# start of STORED DATA

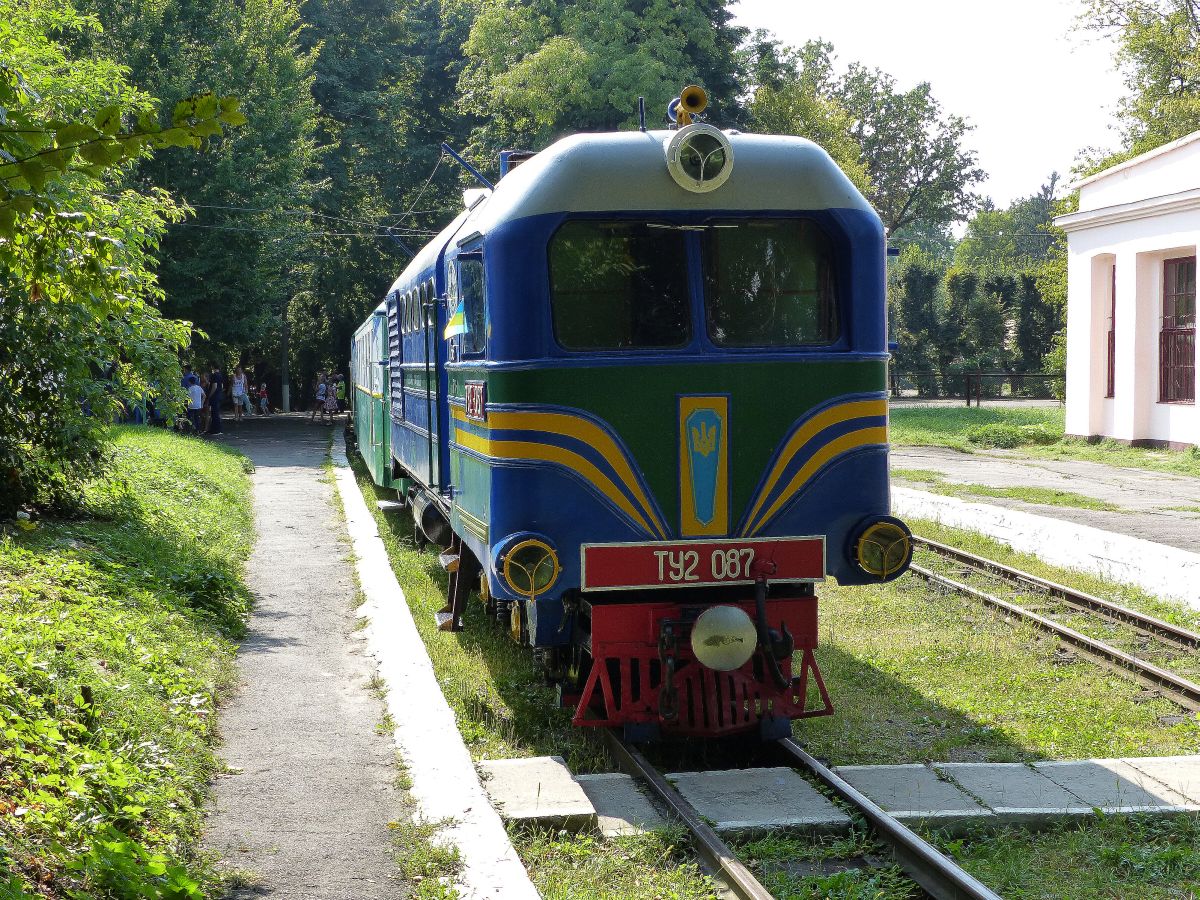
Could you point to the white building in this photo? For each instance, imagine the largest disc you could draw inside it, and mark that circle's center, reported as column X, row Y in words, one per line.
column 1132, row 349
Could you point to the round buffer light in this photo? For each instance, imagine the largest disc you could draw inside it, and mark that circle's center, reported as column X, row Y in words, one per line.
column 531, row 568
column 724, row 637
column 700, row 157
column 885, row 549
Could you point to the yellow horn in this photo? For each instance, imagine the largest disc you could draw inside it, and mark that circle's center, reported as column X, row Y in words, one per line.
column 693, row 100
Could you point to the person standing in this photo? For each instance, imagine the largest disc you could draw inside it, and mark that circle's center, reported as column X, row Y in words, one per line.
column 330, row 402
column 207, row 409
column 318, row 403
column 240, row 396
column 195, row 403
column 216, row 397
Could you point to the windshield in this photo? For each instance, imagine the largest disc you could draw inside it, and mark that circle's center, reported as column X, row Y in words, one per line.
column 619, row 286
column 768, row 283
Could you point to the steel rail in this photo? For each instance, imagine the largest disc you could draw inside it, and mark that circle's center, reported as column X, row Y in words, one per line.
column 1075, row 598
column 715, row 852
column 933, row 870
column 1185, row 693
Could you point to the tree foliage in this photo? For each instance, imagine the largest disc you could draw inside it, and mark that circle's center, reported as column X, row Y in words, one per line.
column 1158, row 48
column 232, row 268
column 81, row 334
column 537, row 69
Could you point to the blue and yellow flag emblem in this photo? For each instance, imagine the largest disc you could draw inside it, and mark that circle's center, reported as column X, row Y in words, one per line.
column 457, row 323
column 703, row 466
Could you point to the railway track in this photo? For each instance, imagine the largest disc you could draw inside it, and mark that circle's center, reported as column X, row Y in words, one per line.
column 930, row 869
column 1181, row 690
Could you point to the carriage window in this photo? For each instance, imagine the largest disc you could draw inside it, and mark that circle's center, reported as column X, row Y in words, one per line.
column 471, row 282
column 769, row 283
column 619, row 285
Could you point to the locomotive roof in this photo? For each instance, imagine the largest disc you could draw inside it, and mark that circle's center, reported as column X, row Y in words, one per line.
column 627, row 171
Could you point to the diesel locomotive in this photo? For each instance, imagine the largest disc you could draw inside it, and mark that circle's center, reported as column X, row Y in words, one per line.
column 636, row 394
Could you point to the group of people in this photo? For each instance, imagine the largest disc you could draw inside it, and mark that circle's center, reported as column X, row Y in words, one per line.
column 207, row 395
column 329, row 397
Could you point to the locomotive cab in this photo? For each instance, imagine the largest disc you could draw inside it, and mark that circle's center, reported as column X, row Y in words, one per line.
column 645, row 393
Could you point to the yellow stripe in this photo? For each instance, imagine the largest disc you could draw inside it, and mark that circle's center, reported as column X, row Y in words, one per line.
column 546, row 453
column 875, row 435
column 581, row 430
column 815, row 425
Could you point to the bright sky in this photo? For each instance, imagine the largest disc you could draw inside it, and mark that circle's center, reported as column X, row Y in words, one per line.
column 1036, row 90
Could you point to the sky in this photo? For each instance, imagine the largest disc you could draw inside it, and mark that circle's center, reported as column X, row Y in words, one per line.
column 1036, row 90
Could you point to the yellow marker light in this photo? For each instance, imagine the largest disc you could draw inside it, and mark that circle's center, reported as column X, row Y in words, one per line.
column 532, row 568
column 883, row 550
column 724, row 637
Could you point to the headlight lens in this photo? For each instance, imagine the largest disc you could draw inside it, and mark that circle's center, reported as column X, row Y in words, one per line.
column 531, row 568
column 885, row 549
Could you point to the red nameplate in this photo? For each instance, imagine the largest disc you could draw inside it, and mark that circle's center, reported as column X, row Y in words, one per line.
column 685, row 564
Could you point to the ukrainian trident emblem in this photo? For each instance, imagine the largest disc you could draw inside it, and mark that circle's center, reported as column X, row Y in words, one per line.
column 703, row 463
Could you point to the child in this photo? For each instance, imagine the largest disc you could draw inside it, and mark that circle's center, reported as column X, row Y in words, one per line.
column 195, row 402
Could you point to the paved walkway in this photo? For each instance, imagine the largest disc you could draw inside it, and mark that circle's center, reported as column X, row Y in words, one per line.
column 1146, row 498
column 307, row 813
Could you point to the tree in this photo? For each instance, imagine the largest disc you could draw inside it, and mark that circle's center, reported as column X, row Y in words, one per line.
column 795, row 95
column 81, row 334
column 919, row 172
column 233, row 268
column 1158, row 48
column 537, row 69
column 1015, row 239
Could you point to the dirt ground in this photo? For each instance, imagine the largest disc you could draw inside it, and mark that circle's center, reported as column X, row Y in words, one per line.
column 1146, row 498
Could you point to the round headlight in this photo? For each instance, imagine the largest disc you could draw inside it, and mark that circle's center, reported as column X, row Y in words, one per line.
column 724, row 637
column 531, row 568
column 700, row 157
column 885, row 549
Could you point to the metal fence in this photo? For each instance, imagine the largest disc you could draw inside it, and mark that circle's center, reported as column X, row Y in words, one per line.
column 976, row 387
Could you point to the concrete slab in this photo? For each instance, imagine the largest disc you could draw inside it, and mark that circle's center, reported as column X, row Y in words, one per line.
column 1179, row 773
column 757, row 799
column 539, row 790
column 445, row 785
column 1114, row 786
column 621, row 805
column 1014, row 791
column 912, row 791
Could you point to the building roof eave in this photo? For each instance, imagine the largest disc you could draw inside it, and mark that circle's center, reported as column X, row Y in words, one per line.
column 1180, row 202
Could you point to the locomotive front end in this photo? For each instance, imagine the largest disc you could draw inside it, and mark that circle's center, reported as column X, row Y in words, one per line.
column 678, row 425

# end of STORED DATA

Copy out word for word everything from the line containing "Could you point to the group" down to the line containing "column 329, row 397", including both of those lines.

## EXPECTED OUTPUT
Could you point to the group of people in this photo? For each instance, imagine the largest disc you could draw inside it, and mark that circle's center, reported as column X, row Y in words, one per line.
column 207, row 395
column 329, row 397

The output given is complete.